What the task requires
Print exactly, and only, the lines running from the line containing "the green bush" through the end of the records below.

Records shown

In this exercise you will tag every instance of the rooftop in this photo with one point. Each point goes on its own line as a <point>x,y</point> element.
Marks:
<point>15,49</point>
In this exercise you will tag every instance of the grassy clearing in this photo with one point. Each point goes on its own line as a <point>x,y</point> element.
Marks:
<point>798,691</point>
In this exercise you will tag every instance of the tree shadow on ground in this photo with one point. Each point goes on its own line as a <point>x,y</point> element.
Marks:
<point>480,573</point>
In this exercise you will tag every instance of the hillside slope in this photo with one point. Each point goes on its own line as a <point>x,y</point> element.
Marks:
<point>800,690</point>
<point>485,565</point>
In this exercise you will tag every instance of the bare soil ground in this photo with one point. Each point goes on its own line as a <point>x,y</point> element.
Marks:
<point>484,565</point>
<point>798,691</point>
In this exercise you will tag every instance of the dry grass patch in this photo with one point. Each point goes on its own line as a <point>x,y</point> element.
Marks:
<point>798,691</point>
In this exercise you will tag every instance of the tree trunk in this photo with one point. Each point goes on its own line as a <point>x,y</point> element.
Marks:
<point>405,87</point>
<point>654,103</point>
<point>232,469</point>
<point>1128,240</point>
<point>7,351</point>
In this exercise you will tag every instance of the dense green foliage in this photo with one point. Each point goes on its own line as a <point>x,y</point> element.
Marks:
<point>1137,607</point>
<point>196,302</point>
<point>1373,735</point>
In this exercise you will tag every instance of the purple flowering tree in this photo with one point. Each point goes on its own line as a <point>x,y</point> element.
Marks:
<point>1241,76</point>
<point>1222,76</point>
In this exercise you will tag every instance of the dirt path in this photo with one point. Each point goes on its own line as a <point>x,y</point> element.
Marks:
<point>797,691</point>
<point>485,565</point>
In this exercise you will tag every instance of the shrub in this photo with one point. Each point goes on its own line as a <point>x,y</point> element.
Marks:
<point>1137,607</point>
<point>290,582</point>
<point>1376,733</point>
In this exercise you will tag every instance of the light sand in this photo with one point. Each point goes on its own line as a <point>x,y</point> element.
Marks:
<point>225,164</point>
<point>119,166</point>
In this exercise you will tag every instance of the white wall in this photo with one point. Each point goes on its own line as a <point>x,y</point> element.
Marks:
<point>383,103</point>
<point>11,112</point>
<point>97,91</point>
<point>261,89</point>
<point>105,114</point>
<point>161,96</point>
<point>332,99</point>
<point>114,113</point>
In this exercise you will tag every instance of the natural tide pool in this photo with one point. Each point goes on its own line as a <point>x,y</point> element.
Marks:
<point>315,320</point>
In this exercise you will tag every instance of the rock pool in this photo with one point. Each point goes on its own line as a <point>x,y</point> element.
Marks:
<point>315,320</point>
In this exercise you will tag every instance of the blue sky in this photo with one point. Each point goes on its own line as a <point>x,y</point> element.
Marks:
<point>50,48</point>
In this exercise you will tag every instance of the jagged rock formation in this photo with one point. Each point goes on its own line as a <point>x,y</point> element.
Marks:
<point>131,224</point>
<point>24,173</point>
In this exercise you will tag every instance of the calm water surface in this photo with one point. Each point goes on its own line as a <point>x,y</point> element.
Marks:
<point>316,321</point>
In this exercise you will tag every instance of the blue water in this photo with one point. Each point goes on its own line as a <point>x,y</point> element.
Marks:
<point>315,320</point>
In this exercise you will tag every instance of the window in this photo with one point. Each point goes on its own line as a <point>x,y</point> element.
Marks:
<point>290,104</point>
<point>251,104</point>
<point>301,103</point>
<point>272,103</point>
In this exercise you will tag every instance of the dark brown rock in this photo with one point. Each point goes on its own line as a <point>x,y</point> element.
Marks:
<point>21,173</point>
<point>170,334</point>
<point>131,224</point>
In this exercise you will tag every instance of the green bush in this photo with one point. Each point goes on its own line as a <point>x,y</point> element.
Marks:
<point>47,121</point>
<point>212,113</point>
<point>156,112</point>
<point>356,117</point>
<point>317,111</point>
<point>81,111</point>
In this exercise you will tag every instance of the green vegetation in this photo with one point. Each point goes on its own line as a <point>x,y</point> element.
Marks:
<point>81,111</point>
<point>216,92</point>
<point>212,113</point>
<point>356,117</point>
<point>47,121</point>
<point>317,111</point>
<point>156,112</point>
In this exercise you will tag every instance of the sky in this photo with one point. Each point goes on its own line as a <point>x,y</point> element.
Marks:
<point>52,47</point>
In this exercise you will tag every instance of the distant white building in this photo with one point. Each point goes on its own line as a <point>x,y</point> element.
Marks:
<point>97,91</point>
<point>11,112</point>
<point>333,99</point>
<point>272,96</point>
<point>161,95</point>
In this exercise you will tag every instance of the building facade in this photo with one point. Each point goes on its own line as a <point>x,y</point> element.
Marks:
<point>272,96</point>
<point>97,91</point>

Reply to the exercise
In this exercise you will tag every instance of the green bush in this photo with one point. Each point goes on its own line as a <point>x,y</point> element.
Marks:
<point>47,121</point>
<point>212,113</point>
<point>156,112</point>
<point>356,117</point>
<point>317,111</point>
<point>81,111</point>
In this exercise you will tag every instance of the green vegetation in this photo with one point. Each point goes on its own line as a <point>x,y</point> element.
Marks:
<point>81,111</point>
<point>216,92</point>
<point>212,113</point>
<point>356,117</point>
<point>47,121</point>
<point>317,111</point>
<point>156,112</point>
In this exercise you will tag every instance of the sky in this photo with one point. Each point goes on its own line as a <point>x,y</point> element.
Marks:
<point>52,47</point>
In this exercise you will tag every instance of the distant white building in this photo with one point. Each point goes on its own line as a <point>x,y</point> element.
Marks:
<point>97,91</point>
<point>11,112</point>
<point>333,99</point>
<point>272,96</point>
<point>161,95</point>
In this exercise you will tag every instance of the building facade in this photo with one point. Each point goes on its own line as a <point>x,y</point> element.
Marks:
<point>272,96</point>
<point>97,91</point>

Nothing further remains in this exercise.